Records to use =>
──────

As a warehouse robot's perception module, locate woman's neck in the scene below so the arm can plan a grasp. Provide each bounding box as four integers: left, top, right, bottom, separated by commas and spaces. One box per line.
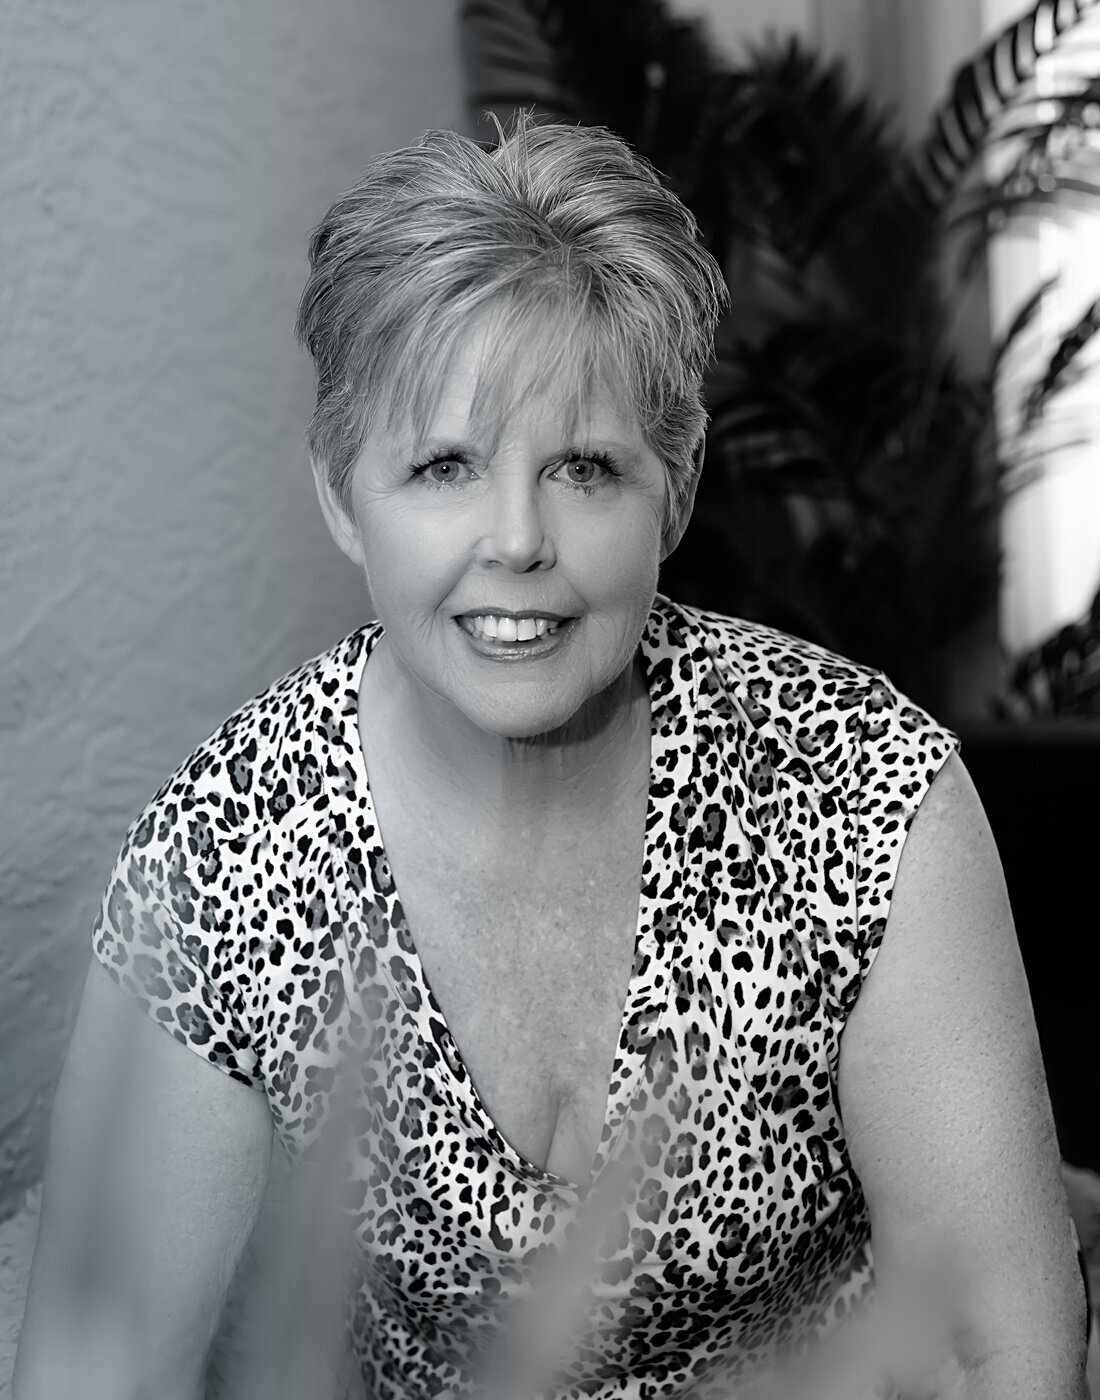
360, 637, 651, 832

──────

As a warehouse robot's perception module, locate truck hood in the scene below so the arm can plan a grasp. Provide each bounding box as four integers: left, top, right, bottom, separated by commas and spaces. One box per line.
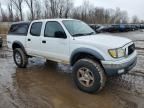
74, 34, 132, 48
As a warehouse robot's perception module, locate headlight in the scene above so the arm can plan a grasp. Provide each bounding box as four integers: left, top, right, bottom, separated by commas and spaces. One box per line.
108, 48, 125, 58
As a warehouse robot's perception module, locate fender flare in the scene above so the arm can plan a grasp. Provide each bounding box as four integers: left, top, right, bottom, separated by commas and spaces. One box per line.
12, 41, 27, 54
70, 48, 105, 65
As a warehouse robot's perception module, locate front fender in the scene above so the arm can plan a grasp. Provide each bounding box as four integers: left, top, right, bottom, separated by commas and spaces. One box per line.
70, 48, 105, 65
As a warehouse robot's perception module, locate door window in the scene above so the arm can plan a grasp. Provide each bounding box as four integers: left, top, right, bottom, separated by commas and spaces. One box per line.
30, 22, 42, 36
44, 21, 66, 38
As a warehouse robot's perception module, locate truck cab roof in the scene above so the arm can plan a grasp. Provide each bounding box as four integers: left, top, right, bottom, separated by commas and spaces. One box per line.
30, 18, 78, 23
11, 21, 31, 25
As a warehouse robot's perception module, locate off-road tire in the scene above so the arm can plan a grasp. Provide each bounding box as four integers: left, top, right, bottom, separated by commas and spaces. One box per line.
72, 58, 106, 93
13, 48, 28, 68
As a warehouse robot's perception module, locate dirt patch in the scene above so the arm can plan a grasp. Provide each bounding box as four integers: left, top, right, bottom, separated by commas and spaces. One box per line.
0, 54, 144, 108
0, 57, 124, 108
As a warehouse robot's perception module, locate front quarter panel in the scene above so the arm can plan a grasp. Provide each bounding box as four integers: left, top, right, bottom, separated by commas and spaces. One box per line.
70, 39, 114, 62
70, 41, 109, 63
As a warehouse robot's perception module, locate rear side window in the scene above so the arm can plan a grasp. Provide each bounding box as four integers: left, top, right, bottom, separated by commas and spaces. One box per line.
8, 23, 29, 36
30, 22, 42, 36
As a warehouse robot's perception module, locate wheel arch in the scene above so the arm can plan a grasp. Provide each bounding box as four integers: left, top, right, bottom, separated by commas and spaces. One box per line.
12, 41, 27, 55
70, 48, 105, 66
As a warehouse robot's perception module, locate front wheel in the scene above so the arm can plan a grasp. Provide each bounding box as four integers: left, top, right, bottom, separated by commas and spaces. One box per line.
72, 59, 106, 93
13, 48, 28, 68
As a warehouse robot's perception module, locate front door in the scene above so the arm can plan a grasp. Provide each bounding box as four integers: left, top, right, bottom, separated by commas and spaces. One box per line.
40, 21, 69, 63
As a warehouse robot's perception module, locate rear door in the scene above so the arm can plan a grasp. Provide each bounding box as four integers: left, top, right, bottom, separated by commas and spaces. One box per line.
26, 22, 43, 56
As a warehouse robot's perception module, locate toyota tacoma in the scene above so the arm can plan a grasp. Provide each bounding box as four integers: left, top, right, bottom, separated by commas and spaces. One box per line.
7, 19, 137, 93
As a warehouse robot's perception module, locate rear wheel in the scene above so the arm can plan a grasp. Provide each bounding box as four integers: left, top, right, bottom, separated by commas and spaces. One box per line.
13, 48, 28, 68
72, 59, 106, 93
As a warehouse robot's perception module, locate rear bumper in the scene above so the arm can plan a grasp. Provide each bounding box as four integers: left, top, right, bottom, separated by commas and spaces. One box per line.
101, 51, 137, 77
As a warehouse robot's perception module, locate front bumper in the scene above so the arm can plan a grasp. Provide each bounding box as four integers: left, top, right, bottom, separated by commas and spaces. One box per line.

──────

What is expected =>
Please return only the lines above, starting at the line that has "As a warehouse robot's perception module, locate rear door" and ending at the line that has "As a warehouse robot's perception module, locate front bumper", keeping both and leaving each one unchanged.

Reply to the exercise =>
As a warehouse robot's perception module, locate rear door in the scene above so the arm can plan a grasp. Provide each bounding box as four integers: left, top, right, bottom, separated by commas and spaces. One box per line.
26, 22, 43, 56
As a warehouse robot's perception module, locate toyota tacoma in the scene above so the arm can plan a grasp. Provide each bounding box as four integers: left, top, right, bottom, separated by commas and spaces. One box per line.
7, 19, 137, 93
As a warehouse robot's perception module, locate rear wheel in the scene above so the arm can plan a grasp. Provide each bounding box as four integers: left, top, right, bottom, separated by commas and spaces. One box per line.
13, 48, 28, 68
72, 59, 106, 93
As a warehouse robot's perception module, locate rear bumper in the scene above so the arm can plan a grasp. Provide each bounding box as four integers: left, top, right, bottom, separated by commas and spaces. One box per line.
101, 51, 137, 77
As a warehouse robot's perception module, locate front bumper in the scene above so the arm can plan a grasp. Provide each bounding box as four integers: left, top, right, bottom, separated by commas and spaces. One box per line.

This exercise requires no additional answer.